» **Required action**
As you restate the entries, keep every word intact and leave out whatever images they hold.

» **Records to process**
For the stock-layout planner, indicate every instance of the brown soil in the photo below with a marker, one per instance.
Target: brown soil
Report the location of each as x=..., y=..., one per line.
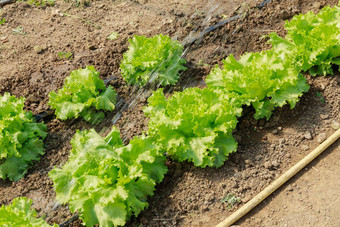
x=31, y=67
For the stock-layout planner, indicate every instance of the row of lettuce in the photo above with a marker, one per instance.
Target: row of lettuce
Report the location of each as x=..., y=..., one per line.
x=106, y=181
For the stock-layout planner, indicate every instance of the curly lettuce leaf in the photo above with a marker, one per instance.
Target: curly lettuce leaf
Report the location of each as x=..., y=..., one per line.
x=82, y=95
x=194, y=125
x=106, y=181
x=19, y=213
x=157, y=59
x=263, y=80
x=20, y=138
x=312, y=41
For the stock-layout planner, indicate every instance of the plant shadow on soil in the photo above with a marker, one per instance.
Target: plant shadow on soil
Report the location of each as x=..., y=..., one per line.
x=188, y=196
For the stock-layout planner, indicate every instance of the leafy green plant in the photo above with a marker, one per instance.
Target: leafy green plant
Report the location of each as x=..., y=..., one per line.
x=194, y=125
x=157, y=59
x=64, y=55
x=83, y=94
x=106, y=181
x=312, y=40
x=20, y=138
x=319, y=95
x=262, y=80
x=19, y=213
x=113, y=36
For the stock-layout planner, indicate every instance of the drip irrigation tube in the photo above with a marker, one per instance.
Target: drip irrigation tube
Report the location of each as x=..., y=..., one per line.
x=6, y=2
x=139, y=92
x=280, y=181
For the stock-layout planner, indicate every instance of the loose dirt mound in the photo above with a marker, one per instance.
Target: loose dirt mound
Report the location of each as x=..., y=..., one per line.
x=33, y=38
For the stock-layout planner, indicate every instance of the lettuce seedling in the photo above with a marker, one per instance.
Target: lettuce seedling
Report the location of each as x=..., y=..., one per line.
x=156, y=60
x=21, y=138
x=83, y=94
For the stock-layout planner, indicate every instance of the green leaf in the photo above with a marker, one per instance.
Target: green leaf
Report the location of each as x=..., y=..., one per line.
x=190, y=125
x=106, y=181
x=312, y=41
x=156, y=59
x=264, y=80
x=82, y=95
x=19, y=213
x=20, y=138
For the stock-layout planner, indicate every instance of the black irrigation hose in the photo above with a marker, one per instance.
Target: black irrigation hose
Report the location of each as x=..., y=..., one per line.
x=219, y=24
x=211, y=28
x=42, y=115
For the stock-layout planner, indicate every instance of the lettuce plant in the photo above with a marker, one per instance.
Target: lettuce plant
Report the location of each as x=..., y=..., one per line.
x=263, y=80
x=82, y=95
x=312, y=41
x=194, y=125
x=156, y=59
x=21, y=138
x=106, y=181
x=19, y=213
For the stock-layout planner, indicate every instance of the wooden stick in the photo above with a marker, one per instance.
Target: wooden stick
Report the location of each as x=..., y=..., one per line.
x=280, y=181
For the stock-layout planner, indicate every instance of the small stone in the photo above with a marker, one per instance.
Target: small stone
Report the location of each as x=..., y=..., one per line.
x=267, y=165
x=305, y=147
x=323, y=116
x=4, y=39
x=321, y=137
x=275, y=163
x=335, y=125
x=308, y=135
x=289, y=188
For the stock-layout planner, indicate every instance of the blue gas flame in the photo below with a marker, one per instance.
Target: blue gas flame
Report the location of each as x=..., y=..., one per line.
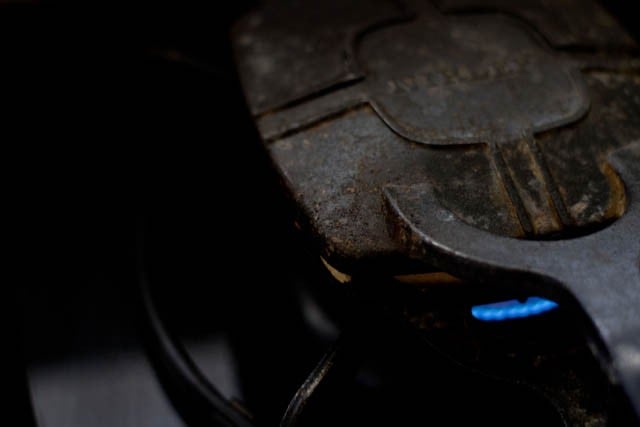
x=512, y=309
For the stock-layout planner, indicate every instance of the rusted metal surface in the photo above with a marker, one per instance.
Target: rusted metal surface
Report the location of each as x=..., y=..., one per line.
x=488, y=102
x=473, y=136
x=600, y=271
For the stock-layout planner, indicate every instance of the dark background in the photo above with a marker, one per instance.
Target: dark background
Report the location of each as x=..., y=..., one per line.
x=119, y=117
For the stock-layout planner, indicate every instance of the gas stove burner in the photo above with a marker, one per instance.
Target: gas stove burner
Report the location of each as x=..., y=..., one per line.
x=428, y=213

» **Task result**
For the stock-layout planner, indicate every instance of the brown soil in the photo below with a marker, one per instance.
Target: brown soil
Report the location of each as x=..., y=..., one per line.
x=31, y=67
For the stock-layout planner, indicate every instance of the row of lettuce in the photo above with a marker, one per instance.
Target: row of lettuce
Report the location of each as x=..., y=..., one per line.
x=106, y=181
For the stock-layout planner, indicate every instance of the curly lettuce leaf in the photo above with a marker, one per instance.
Target: curly lettuce leaf
Report the location of each as x=..., y=..., one per line.
x=82, y=95
x=194, y=125
x=106, y=181
x=19, y=213
x=157, y=59
x=263, y=80
x=20, y=138
x=312, y=41
For the stock-layout planner, indicate every instance of the plant shadow on soil in the photo above with a marker, one per instance.
Target: plant shadow on soil
Report the location of each as x=..., y=..., one per line.
x=188, y=196
For the stock-layout planner, indicate every instance of the leafy green plant in the photo above with a marker, one per instance.
Target: leafy green plant
Report the location of each as x=..., y=..., one per line.
x=194, y=125
x=157, y=59
x=64, y=55
x=83, y=94
x=106, y=181
x=312, y=40
x=20, y=138
x=319, y=95
x=262, y=80
x=19, y=213
x=113, y=36
For the stock-layout planner, indicate every instance of the drip irrigation tube in the photo above with a marker, one per instance.
Target: drip irrigation tube
Report the location of each as x=..., y=..., one per line.
x=6, y=2
x=139, y=92
x=280, y=181
For the stock-layout planner, indicate every instance of the loose dirt mound in the photo above with a marker, one per instance.
Target: loose dirt mound
Report the location of each as x=..., y=..., one per line.
x=33, y=38
For the stock-layout planner, indicate every instance of the lettuce seedling in the photo above with a marker, one per instance.
Target: lettuce seedling
Report the location of each as x=..., y=..., one per line.
x=156, y=60
x=21, y=138
x=83, y=94
For the stock-layout planner, indicate every instance of the green leaf in the photo above with a marker, one per instance.
Target: green leaf
Report the location of each as x=..., y=..., one per line.
x=190, y=125
x=106, y=181
x=312, y=41
x=156, y=59
x=264, y=80
x=82, y=95
x=19, y=213
x=20, y=138
For the stock-layout planner, indicate every instance of the black irrigation hose in the photo above with a marker, one per instance.
Target: black irrigation hose
Report the location of each as x=..., y=..., one per line.
x=219, y=24
x=211, y=28
x=42, y=115
For the stock-layout planner, indicate every instance of the lettuce plant in the photo above with a marker, one per instance.
Target: lettuce plant
Report the location of each as x=..., y=..., one per line.
x=263, y=80
x=82, y=95
x=312, y=41
x=194, y=125
x=156, y=59
x=21, y=138
x=106, y=181
x=19, y=213
For the stock-layout planner, indicate every instance of the wooden stick in the photo above with a marker, one per instance.
Target: wooden stick
Report the location of each as x=..., y=..., one per line.
x=280, y=181
For the stock-layout planner, indicate every instance of the small stone in the photo above with a marker, one per instance.
Target: small stone
Report the location of each as x=..., y=..., one per line.
x=267, y=165
x=305, y=147
x=323, y=116
x=4, y=39
x=321, y=137
x=275, y=163
x=335, y=125
x=308, y=135
x=289, y=188
For the stock-layout planner, indicate every instance of the blue gas flame in the photo below with a marker, one per instance.
Target: blue gas flame
Report the location of each as x=..., y=..., one per line.
x=512, y=309
For the stock-layout planner, indicate every instance of the rusted metal surface in the photo above with a marker, one per instance.
Target: rusted metal surface
Report the location of each as x=..., y=..., one per line.
x=488, y=102
x=473, y=136
x=600, y=271
For the stock-layout planner, indicate every instance of the dark background in the photo above with a marker, one per instance.
Target: dark background
Report the location of each as x=..., y=..., one per line.
x=119, y=117
For the stock-layout planner, indicate every instance of the gas stove burner in the photo above with a marker, one per instance.
Target: gas stove burner
Report the location of each as x=..., y=..., one per line.
x=428, y=213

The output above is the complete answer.